> _Your objective_: List each line of the records below that contains the word "beret".

> _Dataset rows_:
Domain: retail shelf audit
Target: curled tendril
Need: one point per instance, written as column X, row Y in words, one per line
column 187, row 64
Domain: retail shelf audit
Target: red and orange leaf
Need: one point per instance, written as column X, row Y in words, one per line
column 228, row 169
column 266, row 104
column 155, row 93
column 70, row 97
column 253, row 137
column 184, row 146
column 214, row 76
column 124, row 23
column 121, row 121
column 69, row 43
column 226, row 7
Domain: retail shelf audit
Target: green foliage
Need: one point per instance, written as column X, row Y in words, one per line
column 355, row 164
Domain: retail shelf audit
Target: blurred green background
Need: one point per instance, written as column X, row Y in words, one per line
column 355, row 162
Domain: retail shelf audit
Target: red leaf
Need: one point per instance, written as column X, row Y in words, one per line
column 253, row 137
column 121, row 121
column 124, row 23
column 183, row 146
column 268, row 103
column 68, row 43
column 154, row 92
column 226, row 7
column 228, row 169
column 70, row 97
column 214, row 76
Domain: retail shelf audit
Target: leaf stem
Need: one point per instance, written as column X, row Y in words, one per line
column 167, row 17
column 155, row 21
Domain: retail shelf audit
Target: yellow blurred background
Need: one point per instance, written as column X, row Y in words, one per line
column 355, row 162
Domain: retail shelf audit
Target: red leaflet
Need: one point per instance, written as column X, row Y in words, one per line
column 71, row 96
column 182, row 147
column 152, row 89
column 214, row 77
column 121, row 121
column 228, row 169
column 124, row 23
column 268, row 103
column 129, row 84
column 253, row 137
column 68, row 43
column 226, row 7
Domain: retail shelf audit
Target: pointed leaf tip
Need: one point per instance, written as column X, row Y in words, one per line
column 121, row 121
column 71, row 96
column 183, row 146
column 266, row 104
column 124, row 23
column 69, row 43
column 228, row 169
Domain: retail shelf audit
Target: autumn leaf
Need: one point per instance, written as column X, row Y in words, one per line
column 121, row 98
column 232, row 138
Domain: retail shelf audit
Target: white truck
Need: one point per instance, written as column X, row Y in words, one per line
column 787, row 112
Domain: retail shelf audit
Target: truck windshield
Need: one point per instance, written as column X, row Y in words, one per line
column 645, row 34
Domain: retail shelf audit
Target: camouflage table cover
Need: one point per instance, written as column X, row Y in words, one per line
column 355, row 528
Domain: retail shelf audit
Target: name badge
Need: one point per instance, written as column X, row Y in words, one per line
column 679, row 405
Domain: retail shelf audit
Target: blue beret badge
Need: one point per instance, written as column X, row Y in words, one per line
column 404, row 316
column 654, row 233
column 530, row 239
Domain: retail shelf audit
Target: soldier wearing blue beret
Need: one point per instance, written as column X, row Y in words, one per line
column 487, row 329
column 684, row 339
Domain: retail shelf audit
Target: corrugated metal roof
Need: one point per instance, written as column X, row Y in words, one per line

> _Answer for this exercise_:
Target: blue beret badge
Target: soldier wearing blue beret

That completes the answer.